*DIRECTION*. Copy out every record precisely.

---- THE RECORDS

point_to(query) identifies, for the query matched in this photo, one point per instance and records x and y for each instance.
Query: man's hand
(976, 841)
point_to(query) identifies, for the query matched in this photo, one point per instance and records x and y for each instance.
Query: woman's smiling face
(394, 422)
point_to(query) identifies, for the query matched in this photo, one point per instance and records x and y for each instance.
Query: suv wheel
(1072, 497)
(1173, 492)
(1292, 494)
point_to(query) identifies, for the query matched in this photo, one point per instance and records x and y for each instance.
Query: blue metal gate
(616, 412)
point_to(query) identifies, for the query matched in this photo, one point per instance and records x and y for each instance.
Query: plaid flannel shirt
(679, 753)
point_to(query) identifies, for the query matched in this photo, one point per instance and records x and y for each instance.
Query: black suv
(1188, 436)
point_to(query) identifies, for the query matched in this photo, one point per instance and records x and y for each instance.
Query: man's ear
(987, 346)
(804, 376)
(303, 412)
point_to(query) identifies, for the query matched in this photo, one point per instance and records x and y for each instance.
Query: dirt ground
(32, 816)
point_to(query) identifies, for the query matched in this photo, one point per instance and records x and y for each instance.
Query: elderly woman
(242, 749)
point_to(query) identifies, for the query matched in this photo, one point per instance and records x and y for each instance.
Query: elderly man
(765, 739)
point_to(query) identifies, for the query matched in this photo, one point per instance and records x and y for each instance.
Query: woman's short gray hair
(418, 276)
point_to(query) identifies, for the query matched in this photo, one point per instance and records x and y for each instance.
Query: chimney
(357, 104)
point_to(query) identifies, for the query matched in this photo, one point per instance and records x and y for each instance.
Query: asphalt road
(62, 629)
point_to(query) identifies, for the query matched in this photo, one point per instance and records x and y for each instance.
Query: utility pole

--------

*TASK RESPONSE*.
point_to(query) identifies, for the query matched in this photo, one point per instance and records x and y for each instance.
Query: man's hand
(976, 841)
point_to(query) identifies, for the query matched in this photo, one point per instance and records x and y for each instance.
Query: woman's smiling face
(394, 422)
point_to(query) identifies, for the query matched in this photo, one point per instance and records x and y for each instance.
Query: suv wheel
(1072, 497)
(1173, 492)
(1292, 494)
point_to(query) identifies, for the query matched in this photo, one point per instance and records x and y for each instance.
Query: blue metal gate
(616, 412)
point_to(query) identifies, for the query matched in this photo, one point per instance and records x and y for each instance.
Query: plaid flannel shirt
(679, 753)
point_to(query) identifies, for the query matched in this photo, one point per instance and records x and y for each instance.
Query: black suv
(1188, 436)
point_to(query) identifies, for the query matched in this photo, one point per instance and records x and y for each instance.
Query: man's ear
(987, 346)
(804, 376)
(303, 412)
point_to(query) identifies, for the query matched in this photo, one point per instance and records x and y for each instance.
Query: dirt ground
(32, 816)
point_to(query) identifies, for the query matched in this photo, one point per instance and records x and y for each instance.
Query: elderly woman
(242, 749)
point_to(query) identifies, for the query matched in this photo, one point per instance and records x and y for each instance.
Query: elderly man
(765, 739)
point_to(query) identifies, for the query matched in this photo, one point per instance and records x and y for each instance.
Query: woman's short gray hair
(418, 276)
point_to(query) identifies, for the query matched in this photo, one point per instance and records x and y for each instance.
Query: chimney
(357, 104)
point_to(query) identifies, for the query matched in this photo, one point per instance and records x and y for each instance.
Query: asphalt road
(62, 629)
point_to(query) identifies, for the query matched in this photo, one point per instance and records x and y for each instance.
Query: utility pole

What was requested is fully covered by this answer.